EXERCISE A -
Copy every line of the entries that follow the passage on Vytina, reproducing each one without change.

SELECTED EXCERPT -
Vytina (, Vytína) is a mountain village and a former municipality in Arcadia, Peloponnese, Greece. It is considered a traditional settlement. Since the 2011 local government reform it is part of the municipality Gortynia, of which it is a municipal unit. The municipal unit has an area of 139.309 km2. The seat of the municipality was the village Vytina. The village is located at the foot of the mountain range Mainalo. The area produces marble, a variation called the Black of Vytina.
Vytina is 10 km east of Levidi, 15 km northeast of Dimitsana and 24 km northwest of Tripoli. The Greek National Road 74 (Tripoli - Pyrgos) passes through Vytina. The ancient Arcadian city Methydrion was located near Vytina.

Subdivisions
The municipal unit Vytina is subdivided into the following communities (constituent villages in brackets):
Elati
Kamenitsa (Kamenitsa, Karvouni)
Lasta (Lasta, Agridaki)
Magouliana (Magouliana, Pan)

MATERIAL FOR THIS TASK -
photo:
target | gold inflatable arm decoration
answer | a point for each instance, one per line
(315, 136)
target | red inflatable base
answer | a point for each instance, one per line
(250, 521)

EXERCISE B -
According to the passage on Vytina, what is the variety of marble produced in the area called?

REPLY A -
photo:
target | gold inflatable arm decoration
answer | a point for each instance, one per line
(315, 136)
target | red inflatable base
answer | a point for each instance, one per line
(250, 521)

REPLY B -
The Black of Vytina.